Using the information:
**1.** Reproduce the passage of the Freya Dooley text starting with "About Artist" and going on through "Experimentica in 2018.".
**2.** According to the Freya Dooley text, in which city is the artist based?

Given text:
BEGIN
The song settles inside the body it borrows
Freya Dooley
Freya Dooley works with the potential and limitations of the live and recorded voice. She is interested in the shared experience of listening and the interruptions, deviations and points at which things might crack. This new, multi-screen audio-visual work takes as its starting point the 1876 short story ‘A Literary Nightmare’ by Mark Twain, in which the protagonist is tormented by a jingle stuck in his head. The only way to relieve himself of it is to pass it on to a friend who, in turn, passes it onto his congregation. The song settles inside of the body it borrows explores how music can affect the mind, infect everyday tasks and taint our experience of the world around us; the way the internal and external can impact and affect each other.
About Artist
Freya Dooley
Freya Dooley is an artist based in Cardiff. She works with writing, moving image, sound and performance. Her work combines literary and pop culture references to create unstable narratives, soundtracks and auto/biographical semi-fictions. Often referring or returning to anxious states, she works towards an articulation of the inside turned out. She is interested in the voice as conduit between sound and language, thought and body. Freya also shares a collaborative practice with Cinzia Mutigli and their performance Being Sharon was commissioned by Experimentica in 2018.
END
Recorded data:
BEGIN
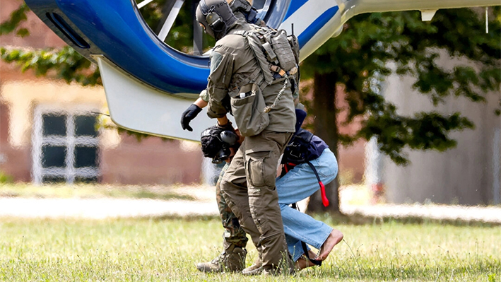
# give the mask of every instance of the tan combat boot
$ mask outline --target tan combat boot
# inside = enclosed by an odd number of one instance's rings
[[[202,272],[241,271],[245,266],[247,254],[245,249],[232,245],[212,261],[196,264],[196,269]]]

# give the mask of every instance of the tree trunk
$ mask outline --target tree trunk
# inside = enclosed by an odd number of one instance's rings
[[[336,119],[336,83],[334,74],[315,74],[313,88],[313,125],[314,134],[329,145],[331,151],[338,158],[338,125]],[[339,212],[339,194],[338,178],[325,185],[325,192],[329,199],[329,206],[324,206],[320,190],[310,198],[307,208],[308,213]]]

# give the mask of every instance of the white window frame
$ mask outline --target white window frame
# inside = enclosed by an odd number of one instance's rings
[[[32,136],[32,176],[33,183],[42,184],[45,176],[60,177],[68,184],[73,184],[76,177],[98,177],[100,175],[99,163],[98,167],[75,168],[75,147],[77,146],[93,146],[99,150],[100,132],[94,136],[76,136],[75,116],[89,115],[99,110],[93,106],[74,106],[61,107],[53,105],[40,105],[33,113],[33,131]],[[43,136],[42,115],[61,114],[66,117],[66,136]],[[43,168],[42,165],[42,148],[45,145],[64,146],[66,147],[64,168]]]

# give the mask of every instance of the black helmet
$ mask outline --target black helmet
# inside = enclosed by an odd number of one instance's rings
[[[196,15],[205,32],[216,40],[223,38],[237,21],[225,0],[201,0]]]
[[[214,163],[223,162],[230,157],[230,148],[240,146],[238,139],[234,131],[217,125],[208,128],[202,131],[200,137],[204,156],[212,158]]]

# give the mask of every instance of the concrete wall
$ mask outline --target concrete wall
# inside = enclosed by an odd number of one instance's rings
[[[442,55],[439,64],[452,68],[459,62]],[[451,97],[435,108],[426,96],[411,89],[413,79],[393,76],[387,83],[384,95],[401,114],[460,112],[476,126],[474,130],[452,133],[457,146],[445,152],[408,151],[408,166],[397,166],[385,159],[387,199],[393,203],[499,204],[501,117],[494,110],[499,107],[501,93],[485,94],[487,102],[483,103]]]

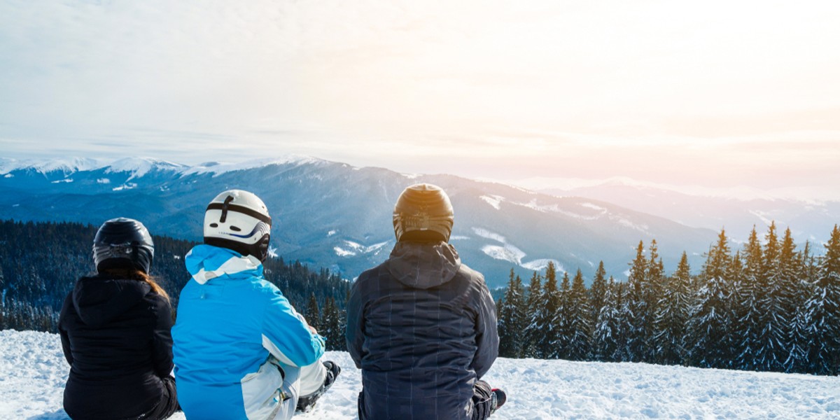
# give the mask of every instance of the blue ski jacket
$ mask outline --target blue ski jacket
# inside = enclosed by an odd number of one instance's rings
[[[323,354],[253,256],[197,245],[185,257],[192,278],[181,291],[172,328],[178,400],[188,418],[263,419],[286,396],[281,365],[305,366]]]

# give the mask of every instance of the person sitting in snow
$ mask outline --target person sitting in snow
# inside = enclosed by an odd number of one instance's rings
[[[353,285],[346,339],[362,370],[361,420],[483,420],[505,402],[480,381],[498,355],[496,305],[448,244],[453,220],[439,187],[406,188],[391,256]]]
[[[251,192],[219,194],[204,244],[184,258],[175,377],[188,418],[287,419],[306,412],[340,369],[321,361],[324,339],[263,277],[271,218]]]
[[[172,309],[149,276],[154,255],[152,237],[136,220],[113,218],[97,231],[97,275],[76,281],[59,318],[70,364],[64,410],[74,420],[156,420],[178,409]]]

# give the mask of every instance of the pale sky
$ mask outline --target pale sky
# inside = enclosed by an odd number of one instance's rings
[[[0,2],[0,156],[840,197],[840,2]]]

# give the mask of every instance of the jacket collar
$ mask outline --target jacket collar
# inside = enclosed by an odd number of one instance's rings
[[[261,277],[262,263],[254,255],[242,256],[227,248],[197,245],[184,257],[186,270],[198,284],[219,277]]]

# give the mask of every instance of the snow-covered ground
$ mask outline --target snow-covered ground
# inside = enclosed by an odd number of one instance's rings
[[[328,352],[338,382],[303,419],[353,419],[359,370]],[[68,367],[55,334],[0,331],[0,418],[67,418]],[[486,378],[507,391],[494,419],[840,419],[840,378],[632,363],[500,359]],[[173,419],[183,419],[178,413]]]

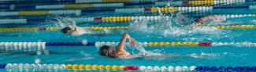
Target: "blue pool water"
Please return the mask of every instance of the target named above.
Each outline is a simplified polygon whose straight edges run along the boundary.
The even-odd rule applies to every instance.
[[[173,1],[174,2],[174,1]],[[53,3],[56,4],[56,3]],[[18,5],[18,4],[17,4]],[[32,4],[31,5],[32,5]],[[233,4],[215,6],[253,5],[250,2],[243,4]],[[141,5],[143,6],[143,5]],[[195,5],[194,5],[195,6]],[[134,6],[132,8],[136,8]],[[139,7],[139,6],[138,6]],[[149,5],[144,7],[154,7]],[[22,11],[18,9],[17,11]],[[228,14],[254,14],[255,9],[220,9],[206,13],[117,13],[112,12],[95,12],[76,15],[46,15],[46,16],[0,16],[1,19],[43,18],[48,19],[40,23],[4,23],[2,28],[14,27],[61,27],[76,24],[78,27],[129,27],[129,30],[113,30],[111,34],[94,35],[83,34],[80,36],[68,36],[60,31],[2,31],[0,42],[82,42],[82,41],[114,41],[118,42],[122,33],[127,32],[131,37],[140,42],[252,42],[256,43],[255,29],[217,29],[212,26],[239,24],[254,25],[255,16],[227,18],[225,21],[208,21],[203,23],[204,27],[190,29],[179,25],[189,23],[196,17],[209,15]],[[1,11],[5,12],[5,10]],[[6,10],[6,12],[9,12]],[[158,20],[136,20],[130,22],[89,22],[80,23],[73,18],[120,16],[171,16],[169,19]],[[131,26],[131,25],[138,26]],[[98,55],[98,48],[95,46],[46,46],[45,51],[6,51],[1,46],[1,63],[41,63],[41,64],[91,64],[91,65],[124,65],[124,66],[216,66],[236,67],[256,65],[254,62],[256,45],[221,45],[221,46],[146,46],[147,51],[161,55],[196,55],[202,58],[191,57],[139,57],[134,59],[112,59]],[[126,47],[128,52],[138,54],[138,50]],[[1,69],[1,72],[8,71]],[[69,70],[69,71],[71,71]],[[98,71],[98,70],[91,70]]]

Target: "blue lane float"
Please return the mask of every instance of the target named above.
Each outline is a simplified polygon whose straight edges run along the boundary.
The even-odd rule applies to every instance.
[[[46,42],[46,46],[94,46],[95,42]]]
[[[39,66],[39,67],[38,67]],[[41,67],[42,66],[42,67]],[[28,63],[0,63],[0,69],[5,69],[7,70],[28,70],[28,68],[34,69],[35,70],[40,70],[42,69],[45,70],[66,70],[69,69],[65,64],[28,64]],[[178,72],[187,72],[187,71],[202,71],[202,72],[232,72],[232,71],[239,71],[239,72],[254,72],[256,71],[256,67],[210,67],[210,66],[135,66],[137,67],[136,70],[140,70],[140,71],[178,71]],[[53,68],[54,67],[54,68]]]
[[[256,67],[196,67],[195,70],[198,71],[256,71]]]

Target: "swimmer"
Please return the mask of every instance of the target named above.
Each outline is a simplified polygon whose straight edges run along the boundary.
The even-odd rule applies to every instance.
[[[198,19],[195,20],[191,23],[192,24],[202,24],[205,21],[212,20],[214,21],[224,21],[225,20],[224,17],[223,16],[206,16],[203,17],[200,17]]]
[[[124,33],[116,49],[114,49],[113,47],[104,45],[100,48],[100,50],[98,51],[99,55],[111,58],[131,58],[136,56],[135,55],[127,52],[124,49],[124,45],[127,39],[129,40],[130,45],[135,44],[134,39],[131,38],[129,34]]]
[[[91,34],[95,35],[103,35],[103,34],[109,34],[109,32],[106,30],[102,30],[101,31],[93,31],[89,29],[81,29],[79,27],[74,27],[73,28],[70,27],[65,27],[63,29],[61,29],[61,32],[65,34],[72,35],[72,36],[78,36],[84,34]]]
[[[142,51],[145,51],[143,48],[139,47],[138,45],[138,43],[129,36],[127,33],[124,33],[123,37],[121,38],[118,45],[116,47],[116,49],[114,47],[109,46],[109,45],[103,45],[100,48],[98,53],[100,56],[107,56],[110,58],[138,58],[141,57],[137,55],[130,54],[128,52],[126,52],[124,49],[124,45],[126,40],[129,41],[129,44],[131,46],[137,49],[143,49]],[[179,55],[144,55],[147,58],[171,58],[171,57],[192,57],[192,58],[202,58],[202,56],[198,56],[195,54],[192,55],[186,55],[186,56],[179,56]]]

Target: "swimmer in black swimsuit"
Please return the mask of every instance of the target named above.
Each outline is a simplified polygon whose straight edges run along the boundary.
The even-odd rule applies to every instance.
[[[104,45],[100,48],[100,50],[98,51],[99,55],[111,58],[131,58],[136,56],[135,55],[127,52],[124,49],[126,39],[129,40],[130,45],[134,45],[135,42],[134,39],[129,36],[129,34],[124,33],[118,45],[116,47],[116,49],[113,47]]]
[[[224,20],[225,18],[223,16],[206,16],[203,17],[200,17],[198,19],[195,20],[191,23],[192,24],[202,24],[206,20]]]

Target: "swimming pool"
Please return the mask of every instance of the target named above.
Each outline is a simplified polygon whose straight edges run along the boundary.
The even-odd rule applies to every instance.
[[[256,69],[254,0],[89,1],[0,2],[2,4],[0,70],[253,71]],[[226,20],[209,21],[204,23],[206,25],[187,25],[204,16],[221,16]],[[111,34],[72,37],[59,31],[60,27],[71,24],[94,31],[108,30]],[[117,44],[124,32],[151,54],[196,55],[202,58],[112,59],[98,55],[98,47]],[[136,49],[129,46],[126,49],[131,53],[139,54]]]

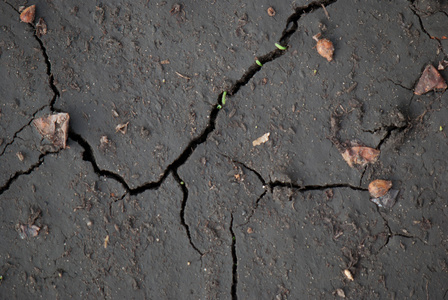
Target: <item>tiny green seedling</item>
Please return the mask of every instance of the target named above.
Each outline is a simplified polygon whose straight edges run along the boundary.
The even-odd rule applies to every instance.
[[[275,43],[275,47],[277,47],[280,50],[286,50],[286,47],[280,45],[279,43]]]
[[[224,93],[222,93],[222,105],[225,105],[226,104],[226,95],[227,95],[227,92],[224,92]]]

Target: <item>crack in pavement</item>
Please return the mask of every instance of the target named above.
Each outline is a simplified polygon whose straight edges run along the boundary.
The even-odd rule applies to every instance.
[[[236,256],[236,236],[233,231],[233,213],[230,214],[230,226],[229,231],[232,236],[232,287],[231,287],[231,296],[232,300],[237,300],[237,285],[238,285],[238,258]]]
[[[180,214],[180,223],[185,228],[185,231],[187,233],[188,240],[190,241],[191,247],[193,247],[193,249],[196,250],[197,253],[199,253],[199,255],[201,256],[201,261],[202,261],[202,256],[204,256],[204,253],[202,253],[198,249],[198,247],[193,243],[193,240],[191,239],[190,226],[185,222],[185,207],[187,206],[188,189],[187,189],[187,187],[185,185],[185,182],[180,178],[180,176],[177,173],[177,171],[173,172],[173,177],[177,181],[177,183],[179,184],[179,186],[180,186],[180,188],[182,190],[182,194],[183,194],[182,204],[181,204],[180,213],[179,213]]]
[[[335,3],[336,1],[337,0],[313,1],[306,6],[296,8],[295,12],[287,19],[286,27],[283,30],[282,36],[280,37],[280,40],[279,40],[280,43],[283,45],[288,43],[291,35],[297,31],[297,28],[298,28],[297,22],[303,14],[311,13],[317,9],[322,9],[322,5],[327,6],[332,3]],[[289,28],[291,24],[293,24],[293,26],[291,28]],[[37,36],[36,36],[36,38],[37,38]],[[59,92],[58,92],[57,88],[54,86],[53,76],[51,74],[51,64],[48,59],[48,56],[46,55],[46,49],[45,49],[42,41],[40,39],[38,39],[38,41],[41,44],[42,51],[45,52],[44,56],[46,57],[46,62],[48,63],[47,72],[51,76],[50,84],[52,85],[52,88],[55,89],[54,91],[55,91],[56,97],[54,98],[54,101],[56,101],[57,96],[59,96]],[[259,58],[259,60],[262,63],[266,63],[266,62],[272,61],[272,60],[280,57],[284,53],[286,53],[286,51],[276,49],[276,50],[269,52],[266,55],[261,56]],[[238,92],[238,90],[242,86],[246,85],[260,69],[261,69],[261,67],[258,66],[256,63],[254,63],[251,67],[249,67],[249,69],[242,75],[242,77],[239,80],[237,80],[236,83],[233,84],[229,88],[229,94],[235,95]],[[170,165],[168,165],[168,167],[163,172],[161,178],[158,181],[145,183],[145,184],[138,186],[134,189],[129,188],[129,185],[127,184],[126,180],[123,177],[121,177],[119,174],[116,174],[116,173],[114,173],[112,171],[108,171],[108,170],[102,170],[98,167],[95,157],[94,157],[94,154],[93,154],[92,147],[89,145],[87,140],[82,138],[82,136],[80,134],[75,133],[74,131],[71,130],[69,133],[69,137],[72,140],[76,141],[78,144],[80,144],[84,148],[83,158],[85,161],[88,161],[92,164],[92,166],[95,170],[95,173],[99,174],[100,176],[106,176],[106,177],[117,180],[118,182],[120,182],[123,185],[123,187],[131,195],[137,195],[137,194],[145,192],[148,189],[157,189],[170,173],[174,174],[175,172],[177,172],[177,169],[180,166],[185,164],[185,162],[189,159],[189,157],[193,154],[193,152],[196,150],[196,148],[200,144],[207,141],[210,133],[212,133],[216,128],[216,118],[220,111],[220,109],[218,107],[219,107],[219,105],[222,104],[223,93],[224,92],[222,92],[218,95],[217,104],[214,105],[213,109],[210,112],[209,122],[208,122],[207,127],[204,129],[204,131],[198,137],[194,138],[193,140],[191,140],[188,143],[187,147],[183,150],[183,152],[179,155],[179,157],[177,159],[175,159]],[[54,104],[54,102],[53,102],[53,104]],[[53,106],[51,106],[51,108],[53,110]],[[259,178],[261,178],[261,176]]]
[[[430,35],[428,31],[426,31],[425,26],[423,25],[422,18],[420,17],[420,15],[417,12],[417,8],[413,4],[411,4],[409,6],[409,8],[414,13],[414,15],[418,18],[418,22],[420,24],[420,28],[422,29],[422,31],[429,37],[430,40],[436,41],[437,44],[439,45],[439,50],[441,49],[443,54],[445,54],[445,56],[447,56],[447,54],[445,53],[445,51],[443,49],[442,42],[438,38],[435,38],[432,35]]]

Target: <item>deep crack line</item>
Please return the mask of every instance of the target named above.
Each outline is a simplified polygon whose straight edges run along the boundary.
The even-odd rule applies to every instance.
[[[312,13],[315,10],[322,9],[323,6],[328,6],[330,4],[335,3],[337,0],[322,0],[322,1],[313,1],[305,6],[300,6],[295,8],[295,12],[290,15],[286,21],[285,29],[282,31],[282,35],[279,39],[279,44],[283,47],[287,47],[289,40],[291,36],[297,31],[298,29],[298,21],[299,19],[304,15],[308,13]],[[268,54],[265,54],[263,56],[258,57],[258,61],[264,65],[265,63],[271,62],[280,56],[284,55],[287,51],[275,49]],[[260,71],[262,66],[258,65],[256,62],[254,62],[249,69],[241,76],[240,79],[238,79],[235,84],[233,84],[228,92],[230,95],[234,96],[241,87],[245,86],[249,83],[249,81],[255,76],[255,74]],[[219,105],[223,105],[221,102],[222,94],[219,95],[218,103]]]
[[[233,213],[230,214],[230,226],[229,226],[230,234],[232,235],[232,287],[231,287],[231,295],[232,300],[237,300],[237,285],[238,285],[238,258],[236,256],[236,236],[233,231]]]
[[[196,247],[196,245],[193,243],[193,241],[191,239],[190,226],[188,226],[188,224],[185,222],[185,208],[187,207],[187,201],[188,201],[188,189],[187,189],[187,187],[185,185],[185,182],[180,178],[179,174],[177,174],[176,171],[173,172],[173,177],[177,181],[177,183],[179,184],[179,186],[180,186],[180,188],[182,190],[182,194],[183,194],[182,204],[181,204],[181,208],[180,208],[180,223],[185,228],[185,231],[187,233],[187,237],[188,237],[188,240],[190,241],[191,247],[193,247],[193,249],[196,250],[196,252],[199,253],[199,255],[202,258],[204,253],[202,253],[198,249],[198,247]]]
[[[274,188],[290,188],[296,189],[299,192],[308,192],[308,191],[324,191],[327,189],[335,189],[335,188],[349,188],[355,191],[368,191],[367,188],[363,188],[360,186],[354,186],[348,183],[329,183],[325,185],[299,185],[291,182],[282,182],[282,181],[270,181],[267,186],[272,192]]]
END
Solutions to the problems:
**1.**
About Artist
Freya Dooley
Freya Dooley is an artist based in Cardiff. She works with writing, moving image, sound and performance. Her work combines literary and pop culture references to create unstable narratives, soundtracks and auto/biographical semi-fictions. Often referring or returning to anxious states, she works towards an articulation of the inside turned out. She is interested in the voice as conduit between sound and language, thought and body. Freya also shares a collaborative practice with Cinzia Mutigli and their performance Being Sharon was commissioned by Experimentica in 2018.

**2.** Cardiff